### Exercise material

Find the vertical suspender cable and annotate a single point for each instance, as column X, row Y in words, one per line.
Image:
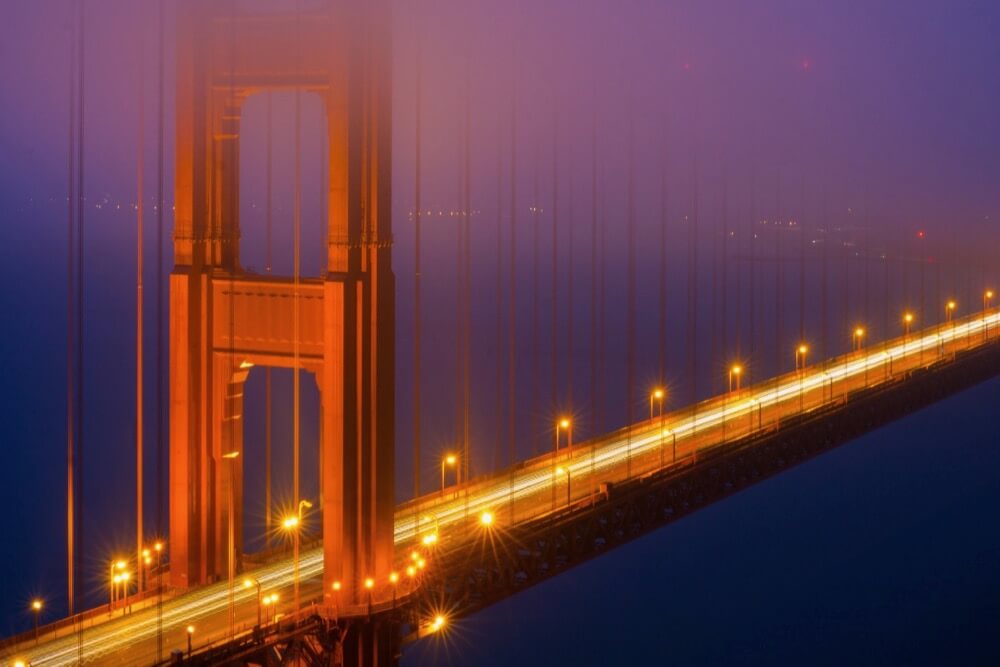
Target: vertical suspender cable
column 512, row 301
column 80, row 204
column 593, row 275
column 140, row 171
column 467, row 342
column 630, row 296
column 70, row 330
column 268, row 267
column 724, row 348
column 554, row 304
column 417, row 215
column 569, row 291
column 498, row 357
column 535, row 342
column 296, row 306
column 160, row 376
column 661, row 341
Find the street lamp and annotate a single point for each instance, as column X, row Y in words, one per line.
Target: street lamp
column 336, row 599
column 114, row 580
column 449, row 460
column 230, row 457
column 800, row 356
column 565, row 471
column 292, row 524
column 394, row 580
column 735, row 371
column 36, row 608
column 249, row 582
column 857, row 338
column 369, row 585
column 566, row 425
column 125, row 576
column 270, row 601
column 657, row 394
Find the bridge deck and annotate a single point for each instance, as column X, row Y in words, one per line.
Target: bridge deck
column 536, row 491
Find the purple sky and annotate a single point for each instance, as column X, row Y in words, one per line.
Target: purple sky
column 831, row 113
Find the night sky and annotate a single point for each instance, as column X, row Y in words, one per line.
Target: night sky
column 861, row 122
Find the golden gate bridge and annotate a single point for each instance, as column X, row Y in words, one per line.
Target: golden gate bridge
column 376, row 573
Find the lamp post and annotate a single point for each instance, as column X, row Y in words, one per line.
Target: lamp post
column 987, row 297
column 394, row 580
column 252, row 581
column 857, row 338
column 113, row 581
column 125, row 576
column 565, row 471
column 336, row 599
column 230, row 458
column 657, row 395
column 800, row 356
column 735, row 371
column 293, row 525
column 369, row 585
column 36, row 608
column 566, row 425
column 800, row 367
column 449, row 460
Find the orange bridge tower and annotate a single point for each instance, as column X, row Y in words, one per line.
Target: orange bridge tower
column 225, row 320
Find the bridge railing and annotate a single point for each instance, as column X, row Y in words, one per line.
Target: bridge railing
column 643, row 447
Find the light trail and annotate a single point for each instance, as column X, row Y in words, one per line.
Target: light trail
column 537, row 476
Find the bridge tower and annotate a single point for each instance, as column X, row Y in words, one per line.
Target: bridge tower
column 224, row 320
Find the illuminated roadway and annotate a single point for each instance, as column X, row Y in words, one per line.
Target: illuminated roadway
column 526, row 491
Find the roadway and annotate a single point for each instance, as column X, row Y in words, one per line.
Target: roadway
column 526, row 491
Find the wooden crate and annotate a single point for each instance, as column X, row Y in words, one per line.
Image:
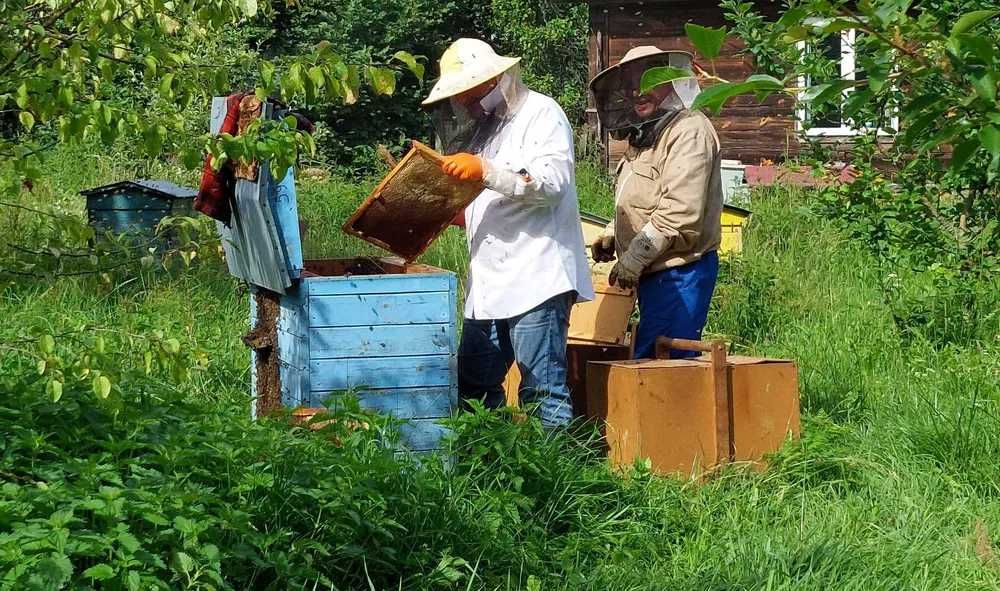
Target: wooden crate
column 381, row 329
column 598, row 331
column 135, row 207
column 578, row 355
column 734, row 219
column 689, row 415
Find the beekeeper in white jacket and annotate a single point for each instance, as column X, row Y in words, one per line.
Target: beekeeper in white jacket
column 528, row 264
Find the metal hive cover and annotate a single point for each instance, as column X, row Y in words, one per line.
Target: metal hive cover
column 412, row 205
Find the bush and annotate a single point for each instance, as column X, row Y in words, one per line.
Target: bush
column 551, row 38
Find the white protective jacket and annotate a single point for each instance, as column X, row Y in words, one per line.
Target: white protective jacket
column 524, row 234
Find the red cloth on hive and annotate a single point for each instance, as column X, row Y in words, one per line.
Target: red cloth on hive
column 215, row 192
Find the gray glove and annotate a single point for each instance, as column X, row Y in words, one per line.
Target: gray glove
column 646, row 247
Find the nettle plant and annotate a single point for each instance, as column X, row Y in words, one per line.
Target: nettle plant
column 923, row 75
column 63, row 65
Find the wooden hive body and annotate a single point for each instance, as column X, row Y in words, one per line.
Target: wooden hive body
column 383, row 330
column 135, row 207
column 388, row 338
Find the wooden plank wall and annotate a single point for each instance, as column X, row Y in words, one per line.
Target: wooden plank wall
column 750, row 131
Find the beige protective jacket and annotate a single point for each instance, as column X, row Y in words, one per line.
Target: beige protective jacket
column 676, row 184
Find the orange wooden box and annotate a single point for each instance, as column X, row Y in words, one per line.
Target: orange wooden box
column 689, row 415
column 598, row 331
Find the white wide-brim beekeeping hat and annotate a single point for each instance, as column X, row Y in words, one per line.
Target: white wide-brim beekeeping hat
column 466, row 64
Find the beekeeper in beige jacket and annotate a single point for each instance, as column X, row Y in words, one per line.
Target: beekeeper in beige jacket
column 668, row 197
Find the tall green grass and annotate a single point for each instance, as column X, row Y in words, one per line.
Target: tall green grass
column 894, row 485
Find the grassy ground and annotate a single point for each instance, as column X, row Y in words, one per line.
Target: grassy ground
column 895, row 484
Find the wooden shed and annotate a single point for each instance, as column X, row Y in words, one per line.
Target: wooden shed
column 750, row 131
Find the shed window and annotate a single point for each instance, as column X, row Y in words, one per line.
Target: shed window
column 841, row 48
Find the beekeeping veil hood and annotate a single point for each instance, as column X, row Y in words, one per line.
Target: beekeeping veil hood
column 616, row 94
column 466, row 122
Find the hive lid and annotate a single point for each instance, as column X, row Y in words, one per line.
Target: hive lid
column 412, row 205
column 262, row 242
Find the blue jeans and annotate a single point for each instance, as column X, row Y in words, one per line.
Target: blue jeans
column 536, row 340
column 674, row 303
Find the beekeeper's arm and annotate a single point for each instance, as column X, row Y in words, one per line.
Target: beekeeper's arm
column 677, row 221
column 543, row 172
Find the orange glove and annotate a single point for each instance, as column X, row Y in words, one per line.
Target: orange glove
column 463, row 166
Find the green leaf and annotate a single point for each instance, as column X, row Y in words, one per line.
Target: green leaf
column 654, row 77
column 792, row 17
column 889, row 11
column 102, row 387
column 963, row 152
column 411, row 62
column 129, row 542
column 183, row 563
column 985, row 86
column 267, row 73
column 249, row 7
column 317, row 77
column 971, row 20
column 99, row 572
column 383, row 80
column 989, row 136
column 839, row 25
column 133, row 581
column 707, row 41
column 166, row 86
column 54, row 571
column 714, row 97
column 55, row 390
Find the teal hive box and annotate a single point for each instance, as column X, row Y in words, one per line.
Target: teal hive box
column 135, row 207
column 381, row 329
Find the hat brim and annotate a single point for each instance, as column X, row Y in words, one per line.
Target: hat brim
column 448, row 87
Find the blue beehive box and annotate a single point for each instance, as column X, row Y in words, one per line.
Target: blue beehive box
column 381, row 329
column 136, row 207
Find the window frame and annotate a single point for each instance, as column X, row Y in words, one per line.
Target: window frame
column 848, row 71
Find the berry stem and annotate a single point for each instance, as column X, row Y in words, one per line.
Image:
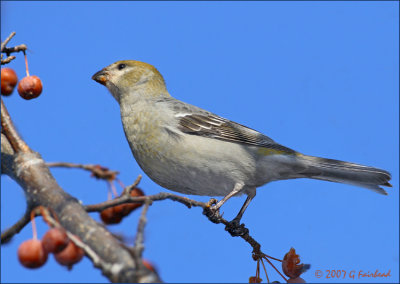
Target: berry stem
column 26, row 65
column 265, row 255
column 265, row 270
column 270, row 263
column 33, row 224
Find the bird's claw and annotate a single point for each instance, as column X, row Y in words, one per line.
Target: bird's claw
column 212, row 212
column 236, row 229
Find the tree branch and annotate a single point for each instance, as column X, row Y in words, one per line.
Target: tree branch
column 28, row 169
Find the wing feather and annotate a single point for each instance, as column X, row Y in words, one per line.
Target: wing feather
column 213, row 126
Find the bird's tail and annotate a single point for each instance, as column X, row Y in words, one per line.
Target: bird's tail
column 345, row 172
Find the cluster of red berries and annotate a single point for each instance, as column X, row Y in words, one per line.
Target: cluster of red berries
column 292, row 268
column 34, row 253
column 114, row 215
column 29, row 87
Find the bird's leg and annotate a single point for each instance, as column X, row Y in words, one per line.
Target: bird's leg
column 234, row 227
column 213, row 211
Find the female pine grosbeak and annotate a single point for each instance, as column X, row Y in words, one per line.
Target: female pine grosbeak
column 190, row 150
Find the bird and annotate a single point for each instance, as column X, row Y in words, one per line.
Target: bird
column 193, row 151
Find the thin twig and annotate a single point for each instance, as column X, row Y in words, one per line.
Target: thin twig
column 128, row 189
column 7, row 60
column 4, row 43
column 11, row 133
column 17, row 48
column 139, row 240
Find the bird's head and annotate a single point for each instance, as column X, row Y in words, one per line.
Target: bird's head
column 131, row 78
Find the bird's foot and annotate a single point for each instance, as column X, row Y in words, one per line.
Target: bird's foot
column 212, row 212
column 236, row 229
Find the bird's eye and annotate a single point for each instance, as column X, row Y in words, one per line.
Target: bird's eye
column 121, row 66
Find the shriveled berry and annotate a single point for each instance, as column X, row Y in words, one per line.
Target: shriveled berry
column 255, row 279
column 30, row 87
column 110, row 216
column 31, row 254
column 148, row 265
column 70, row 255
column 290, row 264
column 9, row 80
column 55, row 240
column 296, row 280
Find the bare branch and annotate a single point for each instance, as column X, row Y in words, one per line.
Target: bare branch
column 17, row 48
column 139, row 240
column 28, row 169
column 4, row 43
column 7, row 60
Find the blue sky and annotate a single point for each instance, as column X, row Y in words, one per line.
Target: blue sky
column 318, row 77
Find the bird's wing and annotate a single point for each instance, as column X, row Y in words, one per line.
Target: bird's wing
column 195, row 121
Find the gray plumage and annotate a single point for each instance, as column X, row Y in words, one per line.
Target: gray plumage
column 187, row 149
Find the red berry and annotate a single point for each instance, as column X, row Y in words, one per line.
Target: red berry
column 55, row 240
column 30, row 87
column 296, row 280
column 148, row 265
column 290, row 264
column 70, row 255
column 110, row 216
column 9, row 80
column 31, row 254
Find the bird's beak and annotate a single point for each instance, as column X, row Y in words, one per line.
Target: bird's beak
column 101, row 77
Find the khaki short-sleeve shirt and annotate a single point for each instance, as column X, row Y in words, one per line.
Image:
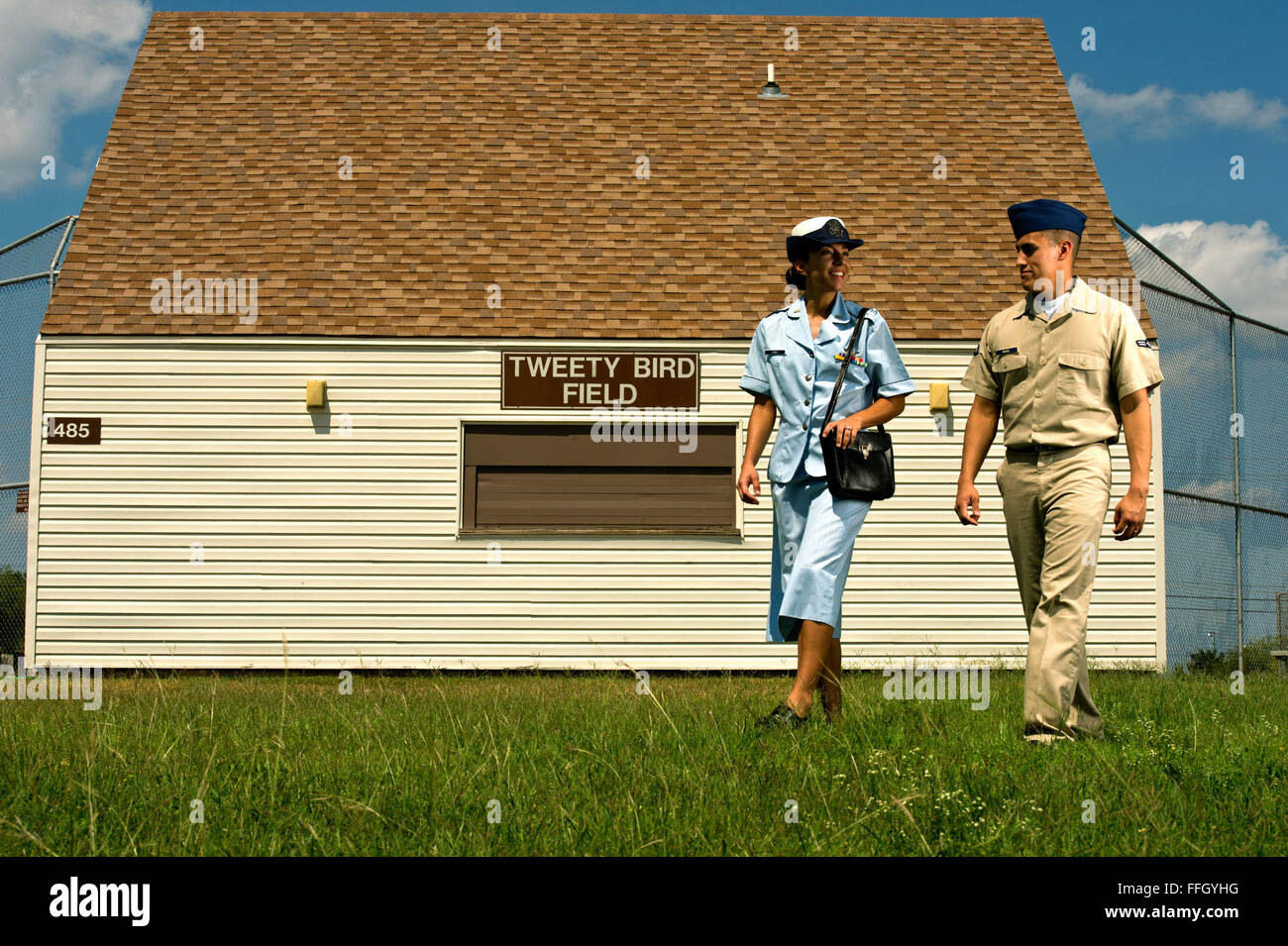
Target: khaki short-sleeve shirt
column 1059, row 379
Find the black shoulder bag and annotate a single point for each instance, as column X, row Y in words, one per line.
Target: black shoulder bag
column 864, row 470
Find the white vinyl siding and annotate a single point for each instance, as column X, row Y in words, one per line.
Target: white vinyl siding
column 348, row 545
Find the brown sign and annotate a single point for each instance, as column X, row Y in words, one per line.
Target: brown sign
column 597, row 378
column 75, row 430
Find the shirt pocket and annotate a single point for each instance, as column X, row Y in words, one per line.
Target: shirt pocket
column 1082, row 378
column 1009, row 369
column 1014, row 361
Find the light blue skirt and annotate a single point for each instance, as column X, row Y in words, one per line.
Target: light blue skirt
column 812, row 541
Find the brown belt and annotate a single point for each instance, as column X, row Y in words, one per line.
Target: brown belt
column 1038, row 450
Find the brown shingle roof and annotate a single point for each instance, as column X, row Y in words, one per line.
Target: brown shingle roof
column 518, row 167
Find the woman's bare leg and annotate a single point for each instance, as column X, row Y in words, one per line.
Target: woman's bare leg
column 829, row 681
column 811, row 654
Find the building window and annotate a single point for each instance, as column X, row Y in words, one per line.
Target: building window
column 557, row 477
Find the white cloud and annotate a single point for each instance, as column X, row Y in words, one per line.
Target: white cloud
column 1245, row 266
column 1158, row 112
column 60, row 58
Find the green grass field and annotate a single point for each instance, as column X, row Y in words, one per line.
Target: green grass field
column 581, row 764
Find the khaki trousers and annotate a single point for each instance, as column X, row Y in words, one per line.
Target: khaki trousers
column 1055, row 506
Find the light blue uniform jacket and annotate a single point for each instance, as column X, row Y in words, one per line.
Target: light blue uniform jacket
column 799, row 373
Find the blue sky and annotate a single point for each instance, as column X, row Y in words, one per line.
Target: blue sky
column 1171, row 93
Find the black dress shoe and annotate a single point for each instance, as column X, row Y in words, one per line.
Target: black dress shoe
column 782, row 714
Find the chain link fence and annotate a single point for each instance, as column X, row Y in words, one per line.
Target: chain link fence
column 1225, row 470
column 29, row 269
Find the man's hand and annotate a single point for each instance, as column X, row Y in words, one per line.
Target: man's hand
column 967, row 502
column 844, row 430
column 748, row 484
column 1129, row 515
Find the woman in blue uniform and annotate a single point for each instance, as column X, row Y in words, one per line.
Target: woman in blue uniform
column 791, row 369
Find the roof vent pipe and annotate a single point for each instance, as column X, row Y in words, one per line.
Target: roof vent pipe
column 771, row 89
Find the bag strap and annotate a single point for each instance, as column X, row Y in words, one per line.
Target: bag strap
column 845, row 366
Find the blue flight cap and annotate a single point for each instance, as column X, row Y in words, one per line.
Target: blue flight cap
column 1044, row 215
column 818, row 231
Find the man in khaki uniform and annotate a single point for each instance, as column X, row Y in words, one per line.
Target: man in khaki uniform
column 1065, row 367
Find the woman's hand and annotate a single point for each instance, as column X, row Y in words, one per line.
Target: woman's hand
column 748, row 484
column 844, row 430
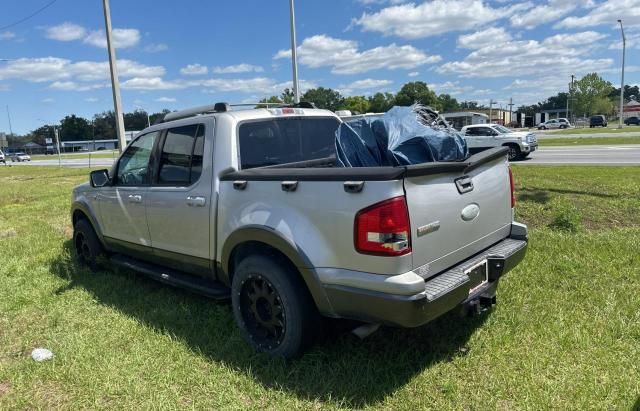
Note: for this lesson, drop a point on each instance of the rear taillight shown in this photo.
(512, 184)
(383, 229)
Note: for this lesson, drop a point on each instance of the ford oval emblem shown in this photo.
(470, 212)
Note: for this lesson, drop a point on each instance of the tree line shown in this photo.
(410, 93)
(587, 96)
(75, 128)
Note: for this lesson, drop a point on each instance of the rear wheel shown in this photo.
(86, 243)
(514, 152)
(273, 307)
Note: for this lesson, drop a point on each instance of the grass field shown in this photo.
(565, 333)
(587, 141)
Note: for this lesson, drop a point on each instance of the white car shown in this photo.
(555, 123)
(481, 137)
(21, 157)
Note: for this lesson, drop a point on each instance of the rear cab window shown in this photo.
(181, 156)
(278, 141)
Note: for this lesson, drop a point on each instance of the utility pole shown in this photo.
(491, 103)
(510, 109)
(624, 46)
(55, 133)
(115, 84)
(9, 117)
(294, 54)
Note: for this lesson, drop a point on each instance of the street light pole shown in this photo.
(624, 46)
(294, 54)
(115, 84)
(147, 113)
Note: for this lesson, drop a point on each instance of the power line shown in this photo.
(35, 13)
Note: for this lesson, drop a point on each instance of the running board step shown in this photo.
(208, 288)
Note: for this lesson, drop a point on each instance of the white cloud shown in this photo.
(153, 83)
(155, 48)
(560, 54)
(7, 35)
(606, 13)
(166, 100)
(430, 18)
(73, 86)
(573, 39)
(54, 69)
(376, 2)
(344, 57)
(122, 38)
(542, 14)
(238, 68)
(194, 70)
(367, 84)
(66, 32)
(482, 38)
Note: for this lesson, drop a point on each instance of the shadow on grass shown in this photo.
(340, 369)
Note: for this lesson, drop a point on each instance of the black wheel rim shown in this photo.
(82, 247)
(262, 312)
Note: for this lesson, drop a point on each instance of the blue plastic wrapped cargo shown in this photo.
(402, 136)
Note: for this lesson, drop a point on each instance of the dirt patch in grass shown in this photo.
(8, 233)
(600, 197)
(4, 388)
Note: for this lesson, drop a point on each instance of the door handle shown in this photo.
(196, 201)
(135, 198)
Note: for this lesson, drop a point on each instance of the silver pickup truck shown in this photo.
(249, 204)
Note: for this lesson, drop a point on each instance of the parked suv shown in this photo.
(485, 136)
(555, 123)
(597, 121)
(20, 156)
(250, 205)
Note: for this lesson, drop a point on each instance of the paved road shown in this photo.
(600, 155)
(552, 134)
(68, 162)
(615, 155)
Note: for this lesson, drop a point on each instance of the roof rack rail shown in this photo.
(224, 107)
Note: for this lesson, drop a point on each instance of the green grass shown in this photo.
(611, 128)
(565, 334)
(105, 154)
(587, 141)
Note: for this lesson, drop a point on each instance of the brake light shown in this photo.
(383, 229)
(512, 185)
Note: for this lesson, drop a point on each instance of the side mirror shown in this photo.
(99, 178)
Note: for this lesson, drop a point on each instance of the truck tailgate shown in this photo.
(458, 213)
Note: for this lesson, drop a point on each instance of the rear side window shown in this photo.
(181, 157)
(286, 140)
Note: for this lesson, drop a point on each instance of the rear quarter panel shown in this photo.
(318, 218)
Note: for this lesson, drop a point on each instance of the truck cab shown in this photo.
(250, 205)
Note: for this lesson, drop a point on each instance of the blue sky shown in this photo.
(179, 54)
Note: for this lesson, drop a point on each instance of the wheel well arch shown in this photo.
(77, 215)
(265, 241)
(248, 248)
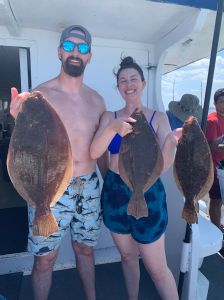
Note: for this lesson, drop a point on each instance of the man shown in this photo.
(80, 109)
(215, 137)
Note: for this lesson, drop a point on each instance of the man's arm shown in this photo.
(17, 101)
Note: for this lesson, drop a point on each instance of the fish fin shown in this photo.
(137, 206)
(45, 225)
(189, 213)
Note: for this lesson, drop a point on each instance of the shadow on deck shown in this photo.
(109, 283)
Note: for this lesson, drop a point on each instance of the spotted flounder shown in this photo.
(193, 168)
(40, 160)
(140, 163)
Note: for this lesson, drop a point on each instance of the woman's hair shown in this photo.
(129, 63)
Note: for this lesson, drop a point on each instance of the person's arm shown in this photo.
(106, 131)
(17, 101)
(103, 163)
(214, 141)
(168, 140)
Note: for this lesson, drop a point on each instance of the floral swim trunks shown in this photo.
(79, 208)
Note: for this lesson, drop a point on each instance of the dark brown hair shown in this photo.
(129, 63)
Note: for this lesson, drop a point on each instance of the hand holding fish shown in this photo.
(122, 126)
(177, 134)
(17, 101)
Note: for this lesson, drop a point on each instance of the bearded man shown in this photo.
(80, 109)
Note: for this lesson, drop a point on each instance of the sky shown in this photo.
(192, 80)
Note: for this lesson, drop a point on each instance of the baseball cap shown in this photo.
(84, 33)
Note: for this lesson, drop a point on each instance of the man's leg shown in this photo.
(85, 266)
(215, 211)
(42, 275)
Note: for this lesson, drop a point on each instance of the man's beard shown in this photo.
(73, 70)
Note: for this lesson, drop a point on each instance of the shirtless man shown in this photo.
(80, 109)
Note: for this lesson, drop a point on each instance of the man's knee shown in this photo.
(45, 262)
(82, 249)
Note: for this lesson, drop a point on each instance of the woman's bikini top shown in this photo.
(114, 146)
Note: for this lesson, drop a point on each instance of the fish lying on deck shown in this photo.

### Exercise brief
Every line from the line containing "knee shown in this photo." to the last line of the material above must be repeated exactly, and no other line.

### Result of the task
Note: for this lesson, drop a point on each instance of the man's knee shown in this photo.
(45, 262)
(82, 249)
Note: for this lesson, drop a point on each instance of the woman's bikini top shown in this photo.
(114, 146)
Note: for this lesson, drop a point on each instance of the fish lying on deck shown in this photo.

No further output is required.